== Records

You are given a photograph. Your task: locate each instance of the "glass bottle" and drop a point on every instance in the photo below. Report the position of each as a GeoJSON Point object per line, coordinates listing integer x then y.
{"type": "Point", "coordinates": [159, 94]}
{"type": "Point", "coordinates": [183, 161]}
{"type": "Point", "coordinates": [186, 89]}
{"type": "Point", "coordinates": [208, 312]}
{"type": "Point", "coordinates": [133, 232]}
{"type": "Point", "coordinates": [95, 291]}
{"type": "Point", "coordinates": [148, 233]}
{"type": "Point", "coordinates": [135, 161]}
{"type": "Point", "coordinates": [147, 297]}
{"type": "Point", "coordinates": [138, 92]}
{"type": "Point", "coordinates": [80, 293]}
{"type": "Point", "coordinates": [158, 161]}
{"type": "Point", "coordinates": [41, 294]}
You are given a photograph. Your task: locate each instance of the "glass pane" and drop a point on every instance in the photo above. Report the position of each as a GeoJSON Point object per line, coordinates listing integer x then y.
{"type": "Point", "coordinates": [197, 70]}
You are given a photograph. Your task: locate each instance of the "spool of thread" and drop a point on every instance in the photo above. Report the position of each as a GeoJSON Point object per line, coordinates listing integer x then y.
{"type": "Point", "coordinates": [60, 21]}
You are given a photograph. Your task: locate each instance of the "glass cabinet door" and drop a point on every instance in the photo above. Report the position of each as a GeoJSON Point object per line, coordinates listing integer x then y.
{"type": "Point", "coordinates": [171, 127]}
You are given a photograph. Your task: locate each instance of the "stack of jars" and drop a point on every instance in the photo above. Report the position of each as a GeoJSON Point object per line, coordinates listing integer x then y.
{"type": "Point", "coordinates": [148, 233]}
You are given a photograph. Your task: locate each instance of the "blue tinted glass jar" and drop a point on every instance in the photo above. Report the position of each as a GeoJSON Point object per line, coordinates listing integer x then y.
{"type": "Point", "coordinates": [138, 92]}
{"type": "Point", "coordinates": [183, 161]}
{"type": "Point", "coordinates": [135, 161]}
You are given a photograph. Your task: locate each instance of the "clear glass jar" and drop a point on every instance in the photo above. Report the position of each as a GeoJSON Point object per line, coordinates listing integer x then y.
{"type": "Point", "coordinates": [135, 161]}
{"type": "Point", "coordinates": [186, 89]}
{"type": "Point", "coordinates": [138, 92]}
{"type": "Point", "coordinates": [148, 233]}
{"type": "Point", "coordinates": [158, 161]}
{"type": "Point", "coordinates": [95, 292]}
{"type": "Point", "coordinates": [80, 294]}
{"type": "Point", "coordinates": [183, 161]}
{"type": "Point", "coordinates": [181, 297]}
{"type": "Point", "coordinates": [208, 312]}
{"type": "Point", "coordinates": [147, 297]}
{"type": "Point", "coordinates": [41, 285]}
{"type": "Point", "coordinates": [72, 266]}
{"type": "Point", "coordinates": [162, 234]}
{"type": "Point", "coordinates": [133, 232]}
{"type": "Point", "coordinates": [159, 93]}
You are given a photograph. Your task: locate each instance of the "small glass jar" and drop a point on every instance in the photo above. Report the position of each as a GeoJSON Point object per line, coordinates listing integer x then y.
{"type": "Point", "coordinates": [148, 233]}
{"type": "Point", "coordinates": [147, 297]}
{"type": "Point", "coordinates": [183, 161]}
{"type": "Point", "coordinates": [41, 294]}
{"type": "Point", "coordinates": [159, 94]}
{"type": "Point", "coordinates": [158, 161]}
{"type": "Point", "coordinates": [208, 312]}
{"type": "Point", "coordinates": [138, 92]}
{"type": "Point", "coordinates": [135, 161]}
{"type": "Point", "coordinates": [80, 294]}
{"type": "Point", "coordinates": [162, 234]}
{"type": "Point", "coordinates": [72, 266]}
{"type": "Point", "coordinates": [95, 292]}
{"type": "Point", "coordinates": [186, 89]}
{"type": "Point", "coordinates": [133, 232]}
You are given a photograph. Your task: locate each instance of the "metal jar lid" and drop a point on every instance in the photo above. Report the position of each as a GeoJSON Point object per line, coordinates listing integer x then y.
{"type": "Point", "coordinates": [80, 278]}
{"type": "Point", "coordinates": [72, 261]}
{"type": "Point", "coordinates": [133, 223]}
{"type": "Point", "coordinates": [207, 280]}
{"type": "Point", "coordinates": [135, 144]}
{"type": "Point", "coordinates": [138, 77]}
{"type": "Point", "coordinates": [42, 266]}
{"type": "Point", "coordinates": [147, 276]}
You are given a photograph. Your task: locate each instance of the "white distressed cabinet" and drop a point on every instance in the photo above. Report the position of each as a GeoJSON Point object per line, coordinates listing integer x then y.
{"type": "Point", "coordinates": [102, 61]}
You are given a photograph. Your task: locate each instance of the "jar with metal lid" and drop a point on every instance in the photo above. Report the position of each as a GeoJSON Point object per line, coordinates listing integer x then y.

====

__Work to be completed__: Retype all of the material above with every character intact.

__Correct output__:
You are given a photograph. Your task: locate each instance of the "glass bottle" and drop a point on every instance in the photo below. Report the position of each as a GeoJSON Point object per line, coordinates listing integer x then y.
{"type": "Point", "coordinates": [159, 94]}
{"type": "Point", "coordinates": [183, 161]}
{"type": "Point", "coordinates": [186, 89]}
{"type": "Point", "coordinates": [208, 312]}
{"type": "Point", "coordinates": [133, 232]}
{"type": "Point", "coordinates": [95, 291]}
{"type": "Point", "coordinates": [148, 233]}
{"type": "Point", "coordinates": [135, 161]}
{"type": "Point", "coordinates": [147, 297]}
{"type": "Point", "coordinates": [138, 92]}
{"type": "Point", "coordinates": [80, 293]}
{"type": "Point", "coordinates": [158, 161]}
{"type": "Point", "coordinates": [41, 294]}
You are given a photograph. Your task: locate each instance of the "glass pane" and drop a point on every instance in the photo above. Report the position of each as a GeoJSON Point object per line, coordinates listing integer x then y.
{"type": "Point", "coordinates": [197, 70]}
You are given a photograph. Your task: locate each instance of the "spool of thread" and drop a point on every instance in the photo above. Report the position of each as a GeoJSON Point object per line, coordinates listing integer x then y.
{"type": "Point", "coordinates": [60, 21]}
You are given a photograph. Your task: locate each instance of the "glass cabinet door" and drop a point on every instance in the photo above. Report the position of each as a GeoJSON Point object per line, coordinates listing integer x then y.
{"type": "Point", "coordinates": [171, 127]}
You are given a photograph. Your task: locate each instance of the "stack of jars" and drop a point on every instance in the photo above. Report the position of each as a GeoJSON Point object per line, coordinates listing integer x then y.
{"type": "Point", "coordinates": [148, 233]}
You are given a photograph. Your task: locate each instance of the "blue tinted glass jar" and drop a point on every instance in the photo above. Report the position of each as a GeoJSON Point object per line, coordinates listing integer x then y.
{"type": "Point", "coordinates": [138, 92]}
{"type": "Point", "coordinates": [183, 161]}
{"type": "Point", "coordinates": [135, 161]}
You are given a photograph. Your task: locate each instance of the "clear glass jar" and drop a point on every instance in the photo above. Report the position of each as a GeoJSON Point object per line, coordinates listing integer x then y.
{"type": "Point", "coordinates": [135, 161]}
{"type": "Point", "coordinates": [186, 89]}
{"type": "Point", "coordinates": [138, 92]}
{"type": "Point", "coordinates": [148, 233]}
{"type": "Point", "coordinates": [158, 161]}
{"type": "Point", "coordinates": [95, 292]}
{"type": "Point", "coordinates": [80, 294]}
{"type": "Point", "coordinates": [183, 161]}
{"type": "Point", "coordinates": [181, 297]}
{"type": "Point", "coordinates": [208, 312]}
{"type": "Point", "coordinates": [147, 297]}
{"type": "Point", "coordinates": [41, 285]}
{"type": "Point", "coordinates": [72, 266]}
{"type": "Point", "coordinates": [162, 234]}
{"type": "Point", "coordinates": [133, 232]}
{"type": "Point", "coordinates": [159, 93]}
You are given a photograph. Your task: locate each instance of the "small glass jar" and drop a point on every instance in the photo above. Report the position of each as a GeoJSON Point object per line, coordinates listing integer x then y.
{"type": "Point", "coordinates": [148, 233]}
{"type": "Point", "coordinates": [147, 297]}
{"type": "Point", "coordinates": [183, 161]}
{"type": "Point", "coordinates": [41, 294]}
{"type": "Point", "coordinates": [159, 94]}
{"type": "Point", "coordinates": [158, 161]}
{"type": "Point", "coordinates": [208, 312]}
{"type": "Point", "coordinates": [138, 92]}
{"type": "Point", "coordinates": [135, 161]}
{"type": "Point", "coordinates": [80, 294]}
{"type": "Point", "coordinates": [162, 234]}
{"type": "Point", "coordinates": [72, 266]}
{"type": "Point", "coordinates": [95, 292]}
{"type": "Point", "coordinates": [186, 89]}
{"type": "Point", "coordinates": [133, 232]}
You are given a photograph. Your task: locate each instance of the "metal jar lid" and drop a point on every instance in the photo above. Report the position of each as a GeoJSON Point object per line, coordinates listing integer x then y.
{"type": "Point", "coordinates": [80, 278]}
{"type": "Point", "coordinates": [72, 261]}
{"type": "Point", "coordinates": [133, 223]}
{"type": "Point", "coordinates": [207, 280]}
{"type": "Point", "coordinates": [135, 144]}
{"type": "Point", "coordinates": [138, 77]}
{"type": "Point", "coordinates": [42, 266]}
{"type": "Point", "coordinates": [147, 276]}
You are given a photograph. Your task: locate each instance of the "white distressed cabinet" and drop a point on every instance in the photo above. Report the position of each as a GeoJSON Point object per line, coordinates listing integer x then y.
{"type": "Point", "coordinates": [102, 61]}
You are given a photograph. Your task: locate each instance of the "jar with metal lid" and drop a point on every instance in the photo above. Report the position of each as a GeoJSON Point object per line, coordinates listing integer x then y.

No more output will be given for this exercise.